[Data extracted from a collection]
****************************************
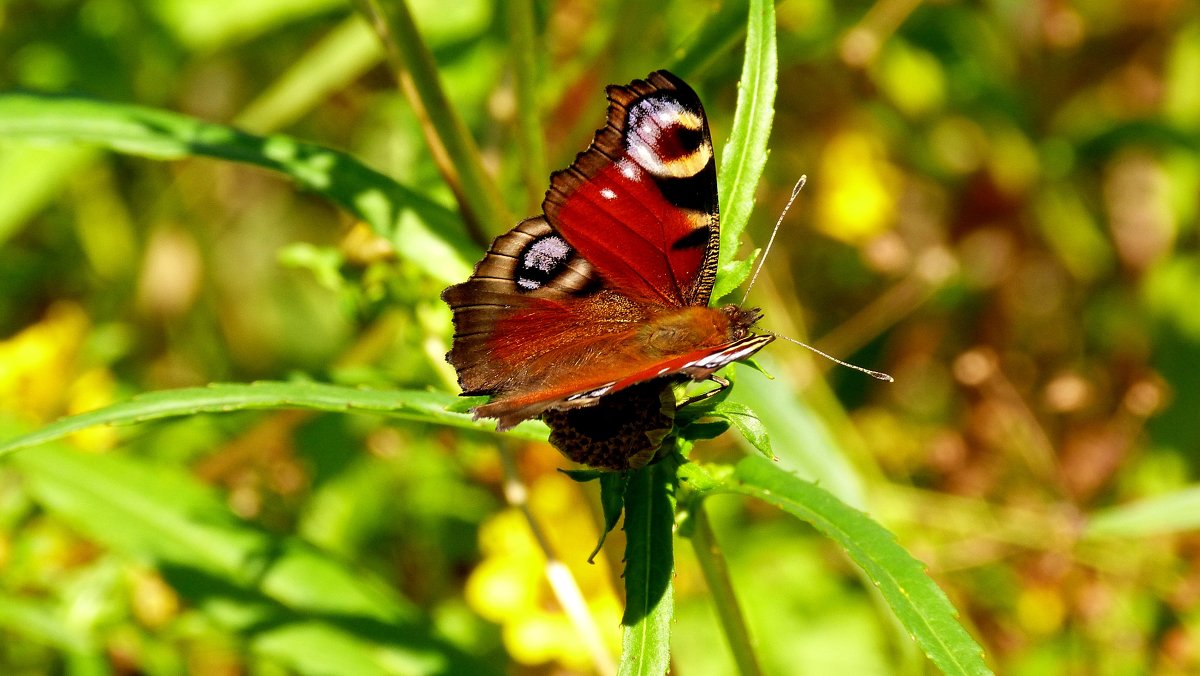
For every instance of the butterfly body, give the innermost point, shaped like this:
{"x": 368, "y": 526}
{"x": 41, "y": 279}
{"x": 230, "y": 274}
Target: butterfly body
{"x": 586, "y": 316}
****************************************
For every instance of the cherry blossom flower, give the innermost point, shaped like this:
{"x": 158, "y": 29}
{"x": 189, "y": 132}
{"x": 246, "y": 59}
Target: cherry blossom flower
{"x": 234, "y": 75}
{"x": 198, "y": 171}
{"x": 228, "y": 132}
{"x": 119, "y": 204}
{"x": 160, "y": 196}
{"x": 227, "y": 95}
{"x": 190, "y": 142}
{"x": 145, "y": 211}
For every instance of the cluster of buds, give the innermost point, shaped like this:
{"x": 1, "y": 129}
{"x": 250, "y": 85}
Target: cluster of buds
****************************************
Can you reproduce word for word the lines of the listing above, starting with the line containing "For every instance of the cluster" and going on through the line containing "Target: cluster of buds", with both of those lines included?

Solution to this task =
For every instance of the cluster of buds, give the innermost point, shaped like this:
{"x": 1, "y": 129}
{"x": 250, "y": 85}
Target: cluster of buds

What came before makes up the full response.